WHAT TO DO:
(A) In the data roundup, how much is the seed grant that participants at the Ghana Data Bootcamp compete for?
(B) Using the data roundup, turn the paragraph beginning "The Ghana Data Bootcamp, taking place" into a short bulleted list that keeps its main facts.

TEXT SHOWN:
- - -
Data roundup, May 8
We’re rounding up data news from the web each week. If you have a data news tip, send it to us at [email protected].
TOOLS, COURSES, AND EVENTS
“Data is hard. Really, really hard,” says Dan Sinker, “[and] one of the hardest parts is cleaning.” That’s why OpenNews is announcing two code sprints for data cleaning. The sprints will work on developing Dedupe and the FMS parser.
Yes, data is hard—luckily, the School of Data is now ready to answer your questions about data. ask.schoolofdata.org is a new service drawing on the expertise of the School of Data community to clarify the problems that come with working with data.
The Ghana Data Bootcamp, taking place May 27 to 29 in Accra, aims to bring together journalists, web programmers, and activists to foster the use of public data in Ghana. Participants will build data-driven content using their new data literacy in competition for a seed grant of $1,000. Registration is open, and free seats are extended to “journalists, developers, and digital creatives”.
Reflections are pouring in from the Open Knowledge Foundation’s School of Data Journalism 2013, which ran from April 24 – 27. Moran Barkai has written a piece looking back in awe at the event. Ten ideas to remember (French) from SDJ2013 have been compiled by askmedia.fr.
The G8 Conference on Open Data for Agriculture was held last week in Washington, D.C., including the announcement of a food, agriculture, and rural data portal. Recorded webcasts from the conference are available on the World Bank’s website.
Skeptical about the hype surrounding “big data” and “data science”? Good! Join others at the first-ever NYC Data Skeptics Meetup this June 19. The meetup aims to foster a critical perspective on “mathematical, ethical, and business aspects of data”.
A recording of Jonathan Corum’s much-loved keynote address at the Tapestry Conference is now available online.
- - -
Data taken from a collection:

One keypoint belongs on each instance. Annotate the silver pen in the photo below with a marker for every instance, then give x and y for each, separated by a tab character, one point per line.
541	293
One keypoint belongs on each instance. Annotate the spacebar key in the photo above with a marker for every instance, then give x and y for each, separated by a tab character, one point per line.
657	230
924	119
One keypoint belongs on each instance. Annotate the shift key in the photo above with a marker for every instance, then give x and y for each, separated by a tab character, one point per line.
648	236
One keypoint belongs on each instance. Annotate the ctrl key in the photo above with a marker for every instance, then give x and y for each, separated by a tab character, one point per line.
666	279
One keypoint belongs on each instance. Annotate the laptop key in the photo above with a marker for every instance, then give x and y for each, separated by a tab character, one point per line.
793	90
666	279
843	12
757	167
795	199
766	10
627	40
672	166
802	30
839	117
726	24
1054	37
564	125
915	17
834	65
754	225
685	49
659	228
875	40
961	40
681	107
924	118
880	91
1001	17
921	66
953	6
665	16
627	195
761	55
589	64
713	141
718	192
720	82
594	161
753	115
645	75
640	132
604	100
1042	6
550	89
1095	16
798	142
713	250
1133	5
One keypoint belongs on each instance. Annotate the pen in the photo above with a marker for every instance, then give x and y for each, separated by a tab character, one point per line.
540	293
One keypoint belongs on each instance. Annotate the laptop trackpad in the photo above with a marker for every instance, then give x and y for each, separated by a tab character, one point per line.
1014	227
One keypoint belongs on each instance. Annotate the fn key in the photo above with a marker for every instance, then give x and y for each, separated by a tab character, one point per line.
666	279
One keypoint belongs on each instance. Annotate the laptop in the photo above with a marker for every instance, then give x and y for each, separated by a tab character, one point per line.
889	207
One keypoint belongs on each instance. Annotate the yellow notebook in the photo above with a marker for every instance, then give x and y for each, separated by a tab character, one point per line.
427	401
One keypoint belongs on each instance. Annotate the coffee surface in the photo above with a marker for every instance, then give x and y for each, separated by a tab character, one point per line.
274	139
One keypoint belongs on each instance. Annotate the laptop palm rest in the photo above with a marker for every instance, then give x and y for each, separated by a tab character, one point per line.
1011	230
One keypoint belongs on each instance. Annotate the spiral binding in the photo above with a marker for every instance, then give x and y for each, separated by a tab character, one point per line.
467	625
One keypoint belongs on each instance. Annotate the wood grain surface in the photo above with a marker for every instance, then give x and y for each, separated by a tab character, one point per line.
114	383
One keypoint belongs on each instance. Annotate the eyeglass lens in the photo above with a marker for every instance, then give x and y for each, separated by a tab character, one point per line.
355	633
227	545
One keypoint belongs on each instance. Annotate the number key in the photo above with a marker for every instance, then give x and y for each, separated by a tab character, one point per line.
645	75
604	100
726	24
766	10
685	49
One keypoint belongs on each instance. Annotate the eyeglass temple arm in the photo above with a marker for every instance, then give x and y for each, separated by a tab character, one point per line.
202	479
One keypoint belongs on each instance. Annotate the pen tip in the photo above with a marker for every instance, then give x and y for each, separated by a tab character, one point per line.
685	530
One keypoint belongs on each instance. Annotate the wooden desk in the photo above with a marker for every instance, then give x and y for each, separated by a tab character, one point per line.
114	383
- - -
SOLUTIONS BY TASK:
(A) $1,000

(B)
- Dates and place: May 27 to 29 in Accra
- Who it brings together: journalists, web programmers, and activists
- Goal: to foster the use of public data in Ghana
- Activity: participants build data-driven content with their new data literacy, competing for a $1,000 seed grant
- Registration: open, with free seats for "journalists, developers, and digital creatives"